GIVEN TASK ▸ Could you reproduce all of the material with "pick planner" replaced by "grasp planner" at every occurrence, changing nothing else and omitting the pictures?
▬▬▬
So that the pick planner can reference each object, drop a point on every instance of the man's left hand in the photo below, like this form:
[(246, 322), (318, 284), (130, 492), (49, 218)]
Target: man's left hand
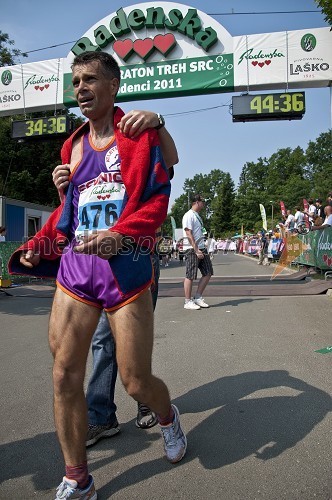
[(134, 122), (104, 244)]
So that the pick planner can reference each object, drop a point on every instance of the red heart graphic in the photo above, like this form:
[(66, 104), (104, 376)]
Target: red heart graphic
[(164, 43), (123, 48), (144, 48)]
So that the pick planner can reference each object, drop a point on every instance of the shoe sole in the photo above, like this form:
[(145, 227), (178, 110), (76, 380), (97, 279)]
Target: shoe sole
[(175, 461), (183, 454), (105, 434)]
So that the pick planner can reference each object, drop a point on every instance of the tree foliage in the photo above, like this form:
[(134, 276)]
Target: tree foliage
[(289, 175), (8, 54)]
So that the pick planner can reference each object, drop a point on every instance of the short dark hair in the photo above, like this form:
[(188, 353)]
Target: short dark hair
[(197, 197), (109, 65)]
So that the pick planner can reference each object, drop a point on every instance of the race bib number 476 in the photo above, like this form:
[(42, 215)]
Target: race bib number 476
[(99, 208)]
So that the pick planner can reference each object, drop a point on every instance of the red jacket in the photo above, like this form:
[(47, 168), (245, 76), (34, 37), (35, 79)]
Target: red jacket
[(147, 184)]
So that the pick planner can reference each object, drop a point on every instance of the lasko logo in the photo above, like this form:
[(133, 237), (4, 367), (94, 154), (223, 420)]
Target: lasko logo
[(6, 77), (260, 58), (144, 48), (188, 25), (308, 42)]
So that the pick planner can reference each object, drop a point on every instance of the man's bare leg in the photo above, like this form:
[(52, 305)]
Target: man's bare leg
[(132, 326), (69, 343), (203, 283), (188, 285)]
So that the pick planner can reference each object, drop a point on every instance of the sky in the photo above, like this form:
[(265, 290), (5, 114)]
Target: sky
[(206, 139)]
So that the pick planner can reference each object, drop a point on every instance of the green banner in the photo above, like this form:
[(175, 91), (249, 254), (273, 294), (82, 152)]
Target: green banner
[(182, 77), (318, 252)]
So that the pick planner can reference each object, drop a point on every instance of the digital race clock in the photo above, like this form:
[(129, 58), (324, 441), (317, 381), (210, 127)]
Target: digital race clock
[(46, 127), (286, 106)]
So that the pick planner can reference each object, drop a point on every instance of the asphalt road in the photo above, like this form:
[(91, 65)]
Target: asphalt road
[(254, 396)]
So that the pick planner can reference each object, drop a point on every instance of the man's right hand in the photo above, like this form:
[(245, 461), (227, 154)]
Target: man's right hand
[(30, 259), (60, 176)]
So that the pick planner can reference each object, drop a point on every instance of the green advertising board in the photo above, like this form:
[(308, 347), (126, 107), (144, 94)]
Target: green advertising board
[(179, 77), (318, 252)]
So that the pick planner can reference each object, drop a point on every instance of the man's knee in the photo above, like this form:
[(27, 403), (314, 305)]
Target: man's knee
[(136, 386), (67, 379)]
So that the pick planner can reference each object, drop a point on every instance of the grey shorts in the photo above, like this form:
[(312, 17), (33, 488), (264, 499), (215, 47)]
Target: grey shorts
[(193, 263)]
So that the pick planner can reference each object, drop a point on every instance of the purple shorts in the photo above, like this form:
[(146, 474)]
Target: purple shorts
[(106, 284)]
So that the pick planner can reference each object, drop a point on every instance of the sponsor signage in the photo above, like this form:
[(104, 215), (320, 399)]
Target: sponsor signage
[(310, 57), (170, 50), (31, 87)]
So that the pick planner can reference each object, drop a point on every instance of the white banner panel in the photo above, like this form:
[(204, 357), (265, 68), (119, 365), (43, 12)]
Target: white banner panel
[(31, 87), (299, 59), (310, 57), (260, 60)]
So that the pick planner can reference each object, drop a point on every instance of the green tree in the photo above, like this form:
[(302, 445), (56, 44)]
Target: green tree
[(319, 165), (326, 7), (8, 54), (223, 207)]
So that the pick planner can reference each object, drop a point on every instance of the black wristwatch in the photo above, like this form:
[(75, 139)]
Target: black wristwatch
[(161, 120)]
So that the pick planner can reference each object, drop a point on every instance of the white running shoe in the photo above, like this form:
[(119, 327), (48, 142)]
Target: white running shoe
[(69, 489), (175, 441), (201, 302), (191, 305)]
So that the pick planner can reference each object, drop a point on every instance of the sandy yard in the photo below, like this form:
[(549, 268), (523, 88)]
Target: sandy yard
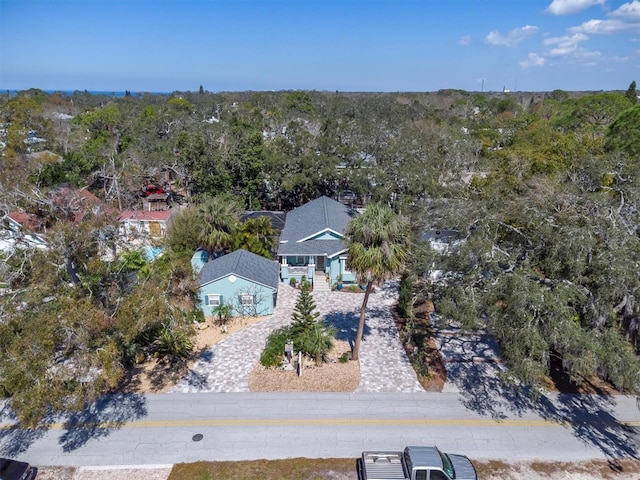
▬▬▬
WRITTEN RESPONSE ▸
So that the grasp planner can reference each object, drop a point on every instance of the man's left hand in the photo below, like this form:
[(246, 322), (318, 284), (130, 492), (49, 218)]
Target: man's left hand
[(134, 122), (104, 244)]
So that the grasp planner can reference each object, drop a point on every instance of the red heart graphic in the photo above, like this form:
[(66, 104), (104, 376)]
Target: red heart graphic
[(164, 43), (123, 48), (144, 48)]
So that the grasp planner can reference each object, drop a point on every instance of the shoe sole in the photo above, like this form:
[(145, 227), (178, 110), (76, 380), (97, 279)]
Target: shoe sole
[(175, 461), (183, 454), (105, 434)]
So that the grasp planner can reference each object, drop a point on every instance of the tree foliage in the photo above, like this form:
[(134, 276)]
Target: tree foliage
[(289, 175), (8, 54)]
So that the grasp planner can reference each object, drop a point on every instance of the short dark hair in the photo above, like this form:
[(188, 353)]
Target: short dark hair
[(197, 197), (109, 65)]
So that the grasp planner can reference each object, drop a point on every instance of the race bib number 476 in the photo above, like this form:
[(42, 215)]
Target: race bib number 476
[(99, 208)]
So that the grasp planner can reference each object, drop a point on every instance of the red jacket in the photo above, like this form:
[(47, 168), (245, 76), (34, 37), (35, 79)]
Target: red jacket
[(147, 184)]
So that the grasp planner can reference each object, drop a point on every instance of the lasko logo in the photo above, like this form:
[(133, 237), (4, 367), (94, 154), (223, 420)]
Target: lasko logo
[(6, 77), (260, 58), (144, 48), (188, 25), (308, 42)]
So that the grasp planner can reference each object, drop a point on every instance of the man's bare leg in the photo above, like this form:
[(52, 305)]
Target: man's bare leg
[(132, 326), (69, 343), (203, 283), (188, 285)]
So that the grasp planner can reference each object, drop a point on every instance of the sky in the photo above, like this form:
[(265, 290), (5, 114)]
Target: sky
[(206, 139)]
So that the grasp planner can reference each object, drop a point on every instance of the green banner in the photo above, like this form:
[(175, 91), (249, 254), (273, 294), (82, 152)]
Target: green banner
[(182, 77), (318, 252)]
So that the grasp planner can reference each object, drop a point on every instance of the digital race clock in the photo above, like this form:
[(129, 58), (324, 441), (317, 381), (210, 127)]
Target: digital race clock
[(46, 127), (286, 106)]
So that the grasp planner can reference each object, drop a point on every instance of the asphalt road in the photo above, like this form:
[(91, 65)]
Target: asphalt road
[(254, 396)]
So that the grasp planner can reference each object, drop a point on every instance of the man's right hand in the photo above, like this form:
[(245, 461), (227, 154)]
Target: man's right hand
[(30, 259), (60, 176)]
So that the grasp planner can reference each object, drop a point on every instance of the green advertising board in the photo above, like this form:
[(308, 347), (126, 107), (144, 94)]
Target: green advertising board
[(179, 77), (318, 252)]
So that the grasp planner can reference each object, drop a point on every instance of the man's knee in the photo above, like this form:
[(27, 403), (314, 305)]
Target: man's knee
[(136, 386), (67, 379)]
So that the grasp planner can reference each object, drop a point on every instance of the grey shorts in the photo above, like this form:
[(312, 17), (33, 488), (264, 499), (215, 47)]
Target: grey shorts
[(193, 263)]
So that the grasp planner can reference each object, drop a point on every instance of the purple shorts in the photo above, like this form:
[(146, 474)]
Target: purple shorts
[(106, 284)]
So that the grasp planner can reference each object, drop a point on every instance of the sponsor signage in the photo above, like this form:
[(104, 215), (320, 399)]
Target: sponsor signage
[(310, 57), (170, 50), (31, 87)]
So that the grasp planner can reference each object, drop a point on every instance of the white banner panel in the photo above, like this form:
[(204, 357), (265, 68), (119, 365), (43, 12)]
Target: white banner panel
[(31, 87), (299, 59), (310, 57), (260, 60)]
So that the grasp planner can reference each object, drop a point on every instance of the green tree in the photo above, like this form:
[(302, 445), (56, 44)]
Target: green tree
[(319, 165), (326, 7), (8, 54), (223, 207)]
So that the grasp planner can reference each object, drop a point on every instance of the black wristwatch in the photo above, like this form:
[(75, 139)]
Target: black wristwatch
[(161, 120)]
So that the grasp planner can reference each object, drop a point on every instance of the white running shoe in the photo above, like this form:
[(119, 327), (48, 142)]
Target: white running shoe
[(69, 489), (175, 441), (201, 302), (191, 305)]
So that the grasp planner can reference each object, drop a point on every instance of the sandy yard in the photo below, like this form:
[(549, 268), (523, 88)]
Target: sandy yard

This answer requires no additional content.